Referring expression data
======

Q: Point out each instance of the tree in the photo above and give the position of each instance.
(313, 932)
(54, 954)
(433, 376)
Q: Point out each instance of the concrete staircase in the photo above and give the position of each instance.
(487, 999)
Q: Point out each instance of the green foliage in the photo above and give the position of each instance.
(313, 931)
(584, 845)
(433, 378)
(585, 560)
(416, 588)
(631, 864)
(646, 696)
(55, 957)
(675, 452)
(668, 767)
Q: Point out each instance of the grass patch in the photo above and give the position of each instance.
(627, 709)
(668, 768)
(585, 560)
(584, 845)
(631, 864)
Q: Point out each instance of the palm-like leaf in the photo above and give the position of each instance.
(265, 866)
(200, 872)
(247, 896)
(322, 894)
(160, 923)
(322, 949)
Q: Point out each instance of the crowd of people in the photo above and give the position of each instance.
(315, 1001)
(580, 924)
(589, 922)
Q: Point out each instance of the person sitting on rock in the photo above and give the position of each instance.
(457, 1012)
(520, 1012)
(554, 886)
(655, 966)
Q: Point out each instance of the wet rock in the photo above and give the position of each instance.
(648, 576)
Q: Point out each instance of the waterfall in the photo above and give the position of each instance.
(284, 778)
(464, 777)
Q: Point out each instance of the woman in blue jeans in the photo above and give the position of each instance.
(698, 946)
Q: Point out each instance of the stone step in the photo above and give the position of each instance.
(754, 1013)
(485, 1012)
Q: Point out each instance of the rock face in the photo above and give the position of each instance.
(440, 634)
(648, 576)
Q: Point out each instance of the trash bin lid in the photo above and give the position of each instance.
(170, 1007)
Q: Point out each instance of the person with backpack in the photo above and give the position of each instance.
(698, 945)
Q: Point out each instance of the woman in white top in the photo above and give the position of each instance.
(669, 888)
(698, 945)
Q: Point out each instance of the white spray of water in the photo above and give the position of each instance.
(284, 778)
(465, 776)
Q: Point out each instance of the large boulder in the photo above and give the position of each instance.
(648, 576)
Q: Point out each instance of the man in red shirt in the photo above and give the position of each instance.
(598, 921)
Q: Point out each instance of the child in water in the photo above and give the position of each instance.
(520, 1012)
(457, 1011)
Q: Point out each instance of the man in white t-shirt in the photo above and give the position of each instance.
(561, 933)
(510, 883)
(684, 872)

======

* [Work item]
Your output should match the records above word for word.

* [Task response]
Q: Point out each instance of the tree in the photo above and give the position of each instance.
(313, 932)
(54, 954)
(433, 376)
Q: Point out each instance of the concrete staircase in the photo above and give the position of each instance.
(487, 999)
Q: Point out each instance of the green foliage in the photo above and give the position of each instance.
(313, 931)
(584, 845)
(433, 378)
(585, 560)
(416, 588)
(631, 864)
(646, 696)
(55, 957)
(675, 452)
(668, 767)
Q: Point out each instance of the grass patch in the photo above and give the position of each instance.
(627, 709)
(668, 768)
(585, 560)
(584, 845)
(631, 864)
Q: Point out each instance of the palm-like leaf in the photo above and give the position of each instance.
(265, 866)
(200, 872)
(247, 896)
(322, 894)
(160, 923)
(322, 949)
Q: Point out each instance of the crowd of people in the photo above and give the position of each instance.
(315, 1001)
(580, 924)
(589, 922)
Q: Point out each instance of the person sitting on rock in the photo above and give the position of each instance.
(457, 1012)
(520, 1012)
(554, 886)
(655, 966)
Q: Point out each instance of the wet rock in the photo above and give the position of each instance.
(648, 576)
Q: Point out each instance of the waterfall in the photo above and give the position of each instance.
(284, 778)
(464, 777)
Q: Point out each instance of the woman in blue jeans in the photo above and give the position of each instance.
(698, 946)
Q: Point out each instance of the stone step in the photo above and give the position of each instance.
(754, 1013)
(485, 1012)
Q: Point out each instance of the rock face in the photo above and give the position of each instance.
(440, 634)
(648, 576)
Q: Point out each instance of the trash bin lid in the photo above and give the position of each instance.
(170, 1007)
Q: Point out each instance of the person with backpack in the photo above and give the position of each instance.
(698, 945)
Q: Point out each instance of the woman in white top in the photo above and give the position of each instance.
(669, 888)
(698, 945)
Q: Point out each instance of the white spray of water in the photo above and give the position of each instance.
(284, 778)
(465, 776)
Q: Point out each instance of the large boulder in the photo above and give the position of each instance.
(648, 576)
Q: Point out each instance of the man in red shirt in the photo above and give the position of each instance.
(598, 921)
Q: Point out each instance of the child in water in the photo above and give the position of each instance.
(520, 1012)
(457, 1011)
Q: Point out each instance of the man in white t-shirt in the photo above and give the position of each instance.
(561, 933)
(510, 883)
(684, 872)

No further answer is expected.